| Reading passage |
* Start *

Yes, I'm mulling over it, too. I've been contemplating a name change for several years now and did take on an Islamic name. Everyone still called me by my "given" but I had an Islamic one already picked out. Sumeia seemed perfect at the time because I could always break it up; Su Mei, Sume, Mei. I really didn't want to have an Arabic-sounding name. Talk about confusion. It seemed like a good solution at the time. So for years, I went through life with the intention of legally taking that name. I'm not satisfied with it now. People either think it's Japanese or Chinese. I'm being ethnically incorrect again. Damn!
My "real" name really isn't that bad as long as I never mention my last name. It's a dead give away that somewhere along the line, my ethnic wires were crossed. I'm not really sure what compels me in this direction. Resistance? Reclamation of my identity and heritage? It's probably all of those along with the fact that it just feels right. I agonized over how my aparents would feel, debated with myself over its importance, struggled with feelings of betrayal and came to the conclusion that it's just something I have to do. I need to return that part of me to its rightful place. I really think that, in the end, my parents would understand my decision.
I'm still trying to decide whether or not to take the name from my adoption papers. My indecision stems from reasons similar to those pointed out by those strong souls who went before me. The horrible thing is that I'm not sure if I even like the name that's on my adoption papers. Yes, I'm terrible. I don't really like the way it sounds when I say it out loud. It feels strange on my tongue like eating a new Vietnamese dish for the first time. I wiggle it around on my tongue, play with the sounds, chew on its strange texture and then debate on whether to spit it out or swallow it.
The really strange thing is the fact that I can't stand my own Vietnamese name makes me want to embrace in defiance. The fact that I can't even pronounce it properly, screams of loss and disconnect. Le Thi Buu Tran is more than just a collection of letters and sounds. In a way, it represents all the culture and language, all the heritage and pride in that heritage that was ripped away without my consent.
Yet, I am still indecisive and have begun researching my "ethnic" name. I also want to make sure it has a meaning (if it has a meaning) that I can live with. I think my worst fear is that I'd legally change my name and it end up meaning "donkey on a stick" or something I'd regret. It's not likely but I'd rather be safe than sorry. I guess this one will have to go under "to be continued" but that is much more preferable than a dead end.
HA. Well, I have a feeling your name won’t turn out to mean “donkey on a stick,” or anything having to do with impaled animals. But I know what you mean…
I’ve gone over and over the name thing, too, as you know. So I am intimately familiar with the love-hate relationship you describe with reclaiming your “ethnic” name. It took me a long time to embrace my Korean name — a long time of trying it on for size informally, and only in certain situations before I could set it loose and let it take over me, get under my skin. I think when you finally strike a comfortable zone in your name quest, you’ll just know.
I’ve changed my name twice in my life. The first time was easy. My birth surname was Hoare. No explanation needed, really. I became Anderson. Both my brothers have changed their names, too.
The second time was done in secret – only my spouse new I was converting to Islam, and I didn’t want to talk to anyone about it, in case they disapproved. So I looked in the Qur’an, and made my new name a version of Yusuf Islam, the only convert I had ever heard of. I didn’t realise I also needed to say the shahadah to also be a Muslim, until my first visit to mosque!
Wasalaam
TMA
I wish you luck with this decision.
I agonize all the time over whether we chose the best name for DD. We basically did what so many other parents of Chinese adoptees did. We gave her an traditional American first and middle name, followed by her Chinese first name. Her Chinese last name (which is almost always the name of the orphanage) was dropped. We call her both Anna, and occasionally, XinXing.

* End *

| Instruction a |
Could you swap "pointer" for "cursor" in the data entries running from their start through the line holding "[[409, 89], [412, 162]]", inclusive, and give those lines back with nothing else changed?

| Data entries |
* Start *

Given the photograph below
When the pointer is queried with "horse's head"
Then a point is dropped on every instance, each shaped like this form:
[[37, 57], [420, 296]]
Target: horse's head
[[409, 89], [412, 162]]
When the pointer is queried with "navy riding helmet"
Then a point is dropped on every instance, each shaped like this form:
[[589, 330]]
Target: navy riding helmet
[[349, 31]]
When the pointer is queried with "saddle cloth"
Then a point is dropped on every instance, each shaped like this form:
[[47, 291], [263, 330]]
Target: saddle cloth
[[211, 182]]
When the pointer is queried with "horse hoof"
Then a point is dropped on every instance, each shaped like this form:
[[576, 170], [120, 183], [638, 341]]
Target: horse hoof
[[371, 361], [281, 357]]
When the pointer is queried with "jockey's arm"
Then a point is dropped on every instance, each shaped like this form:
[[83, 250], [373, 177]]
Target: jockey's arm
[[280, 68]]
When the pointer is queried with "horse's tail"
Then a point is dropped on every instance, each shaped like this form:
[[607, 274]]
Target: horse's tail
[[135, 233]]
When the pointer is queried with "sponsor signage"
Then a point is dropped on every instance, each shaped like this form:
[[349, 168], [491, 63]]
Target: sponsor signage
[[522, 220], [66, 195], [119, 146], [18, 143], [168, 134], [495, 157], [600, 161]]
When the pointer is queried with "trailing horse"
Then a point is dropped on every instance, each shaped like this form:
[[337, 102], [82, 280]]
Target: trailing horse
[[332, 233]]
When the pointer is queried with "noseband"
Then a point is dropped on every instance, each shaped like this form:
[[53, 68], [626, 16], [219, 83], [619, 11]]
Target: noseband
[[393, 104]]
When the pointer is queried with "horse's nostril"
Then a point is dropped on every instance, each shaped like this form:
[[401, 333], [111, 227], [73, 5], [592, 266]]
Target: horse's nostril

* End *

| Instruction b |
Can you extend the discussion of name changes from the point where it stops?

| Final result a |
Given the photograph below
When the cursor is queried with "horse's head"
Then a point is dropped on every instance, each shaped like this form:
[[37, 57], [420, 296]]
Target: horse's head
[[409, 89], [412, 162]]

| Final result b |
I think all parents in this situation really have to accept that their kids are entitled to choose their own names.
margaret
A person goes through many names in their lifetime.
The name they’re born with. The names others call them. The names they tell others to call them, and the name they call themselves when no one is looking. And in some beliefs, the name the divine calls you. In my experience, rarely all they all truly the same.
Artist names, screen-names, wedding names, maiden names, legal names, nick-names and numbers. A dozen you go through. All of them you answer to.
You could look at Madonna, or you could look at Picasso. His full name was Pablo Diego José Santiago Francisco de Paula Juan Nepomuceno Crispín Crispiniano de los Remedios Cipriano de la Santísima Trinidad Ruiz Picasso. Or the Artist formerly known as formerly known as Prince.
It’s probably just my perspective, but we of all people should understand, and come to terms with fluidity of identity, embrace the transience of designation. As the poet said, we are but names writ on water.
To believe any one word, or a set of words absolutely encapsulates our experience and our identities, to expect another to instantly see it, nod and say, “Yes, I understand,” is an exercise in futility.
Practically speaking, I’ve gone through many changes in my name- but never really changed my legal name. Within the current political climate, I raise enough red-flags as it is, but more to the point, it’s my particular experience as a transcultural adoptee that may or may not serve as a cautionary tale.
The reality is, in my journey of discovering who I was, I found even today, everything I think I knew about myself can get ripped away from me in a moment, even when I think I’ve found all the answers.
The transliteration of the name is wrong. Family name, personal names switched, etc. What you think is one thing is not. I’m not going to go into it in public today, but I’ll just say that no one should be certain of anything they’ve been told of their past.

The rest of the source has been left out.